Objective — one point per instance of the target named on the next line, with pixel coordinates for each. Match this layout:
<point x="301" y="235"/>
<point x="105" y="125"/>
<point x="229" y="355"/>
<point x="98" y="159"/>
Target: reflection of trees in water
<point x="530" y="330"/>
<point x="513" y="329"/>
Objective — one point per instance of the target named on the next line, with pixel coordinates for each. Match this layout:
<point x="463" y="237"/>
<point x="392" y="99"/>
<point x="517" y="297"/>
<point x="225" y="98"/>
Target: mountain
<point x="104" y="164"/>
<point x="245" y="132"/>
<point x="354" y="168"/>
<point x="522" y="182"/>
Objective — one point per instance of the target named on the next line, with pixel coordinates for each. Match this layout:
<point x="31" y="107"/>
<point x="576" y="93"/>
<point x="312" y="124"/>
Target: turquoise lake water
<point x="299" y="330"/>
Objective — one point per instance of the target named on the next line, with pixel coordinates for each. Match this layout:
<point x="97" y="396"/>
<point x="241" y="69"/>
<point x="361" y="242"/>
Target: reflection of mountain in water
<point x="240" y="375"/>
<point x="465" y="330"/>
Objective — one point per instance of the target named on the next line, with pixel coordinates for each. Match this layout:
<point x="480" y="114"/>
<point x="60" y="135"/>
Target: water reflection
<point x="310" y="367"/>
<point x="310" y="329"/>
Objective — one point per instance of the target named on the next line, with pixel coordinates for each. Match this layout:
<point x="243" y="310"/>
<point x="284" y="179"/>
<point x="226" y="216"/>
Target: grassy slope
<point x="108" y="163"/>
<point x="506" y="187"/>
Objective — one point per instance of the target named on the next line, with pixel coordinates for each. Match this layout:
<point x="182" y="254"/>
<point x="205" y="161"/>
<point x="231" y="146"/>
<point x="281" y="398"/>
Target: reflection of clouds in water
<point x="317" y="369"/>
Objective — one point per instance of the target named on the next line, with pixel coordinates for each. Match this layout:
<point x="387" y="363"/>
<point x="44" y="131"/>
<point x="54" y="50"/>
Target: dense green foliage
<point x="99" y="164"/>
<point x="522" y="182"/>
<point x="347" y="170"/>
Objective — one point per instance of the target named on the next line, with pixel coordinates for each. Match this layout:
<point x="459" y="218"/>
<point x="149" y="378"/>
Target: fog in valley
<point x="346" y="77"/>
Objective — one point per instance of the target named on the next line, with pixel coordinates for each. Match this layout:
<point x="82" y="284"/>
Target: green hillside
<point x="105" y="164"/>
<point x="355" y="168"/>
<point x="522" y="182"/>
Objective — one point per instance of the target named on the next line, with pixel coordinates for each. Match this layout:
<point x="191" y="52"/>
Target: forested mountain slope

» Task statement
Retype every entry above, word for word.

» Reply to the exercise
Objective — one point per instance of the target named on the next line, with pixel coordinates for each. Match this layout:
<point x="301" y="235"/>
<point x="105" y="125"/>
<point x="229" y="355"/>
<point x="98" y="159"/>
Target: reflection of trees in water
<point x="530" y="330"/>
<point x="513" y="329"/>
Objective — one point per instance of the target named on the next line, with pixel coordinates for each. Match this layout:
<point x="463" y="237"/>
<point x="392" y="99"/>
<point x="517" y="297"/>
<point x="225" y="98"/>
Target: mountain
<point x="104" y="164"/>
<point x="245" y="132"/>
<point x="354" y="168"/>
<point x="522" y="182"/>
Objective — one point per instance of the target named on the next line, with pixel coordinates for each. Match this layout:
<point x="31" y="107"/>
<point x="576" y="93"/>
<point x="312" y="124"/>
Target: turquoise lake water
<point x="299" y="330"/>
Objective — one point per instance of the target named on the next line, with pixel coordinates for each. Match this layout:
<point x="97" y="396"/>
<point x="241" y="69"/>
<point x="361" y="242"/>
Target: reflection of mountain in water
<point x="240" y="375"/>
<point x="465" y="330"/>
Objective — one point per instance of the target named on the next line, with pixel coordinates for each. Match this layout:
<point x="480" y="114"/>
<point x="60" y="135"/>
Target: water reflection
<point x="310" y="367"/>
<point x="310" y="329"/>
Objective — one point per instance of the target named on the next line, with pixel coordinates for each. Match this layout:
<point x="243" y="310"/>
<point x="284" y="179"/>
<point x="226" y="216"/>
Target: grassy slope
<point x="108" y="163"/>
<point x="506" y="187"/>
Objective — one point per instance of the target named on the next line, with pixel coordinates for each. Match this layout:
<point x="182" y="254"/>
<point x="205" y="161"/>
<point x="231" y="146"/>
<point x="281" y="398"/>
Target: reflection of clouds in water
<point x="317" y="369"/>
Objective — one point per instance of the target named on the next line, with pixel coordinates for each. Match this layout:
<point x="387" y="363"/>
<point x="44" y="131"/>
<point x="54" y="50"/>
Target: dense green foliage
<point x="99" y="164"/>
<point x="522" y="182"/>
<point x="347" y="170"/>
Objective — one point per instance of the target named on the next line, with pixel coordinates for each. Match this layout:
<point x="459" y="218"/>
<point x="149" y="378"/>
Target: fog in valley
<point x="346" y="77"/>
Objective — one point per instance of the target named on the next line, with pixel coordinates for each. Match this layout:
<point x="82" y="284"/>
Target: green hillside
<point x="105" y="164"/>
<point x="355" y="168"/>
<point x="522" y="182"/>
Objective — one point per instance of the target named on the next line, with pixel coordinates for each. Match this layout:
<point x="191" y="52"/>
Target: forested mountain slope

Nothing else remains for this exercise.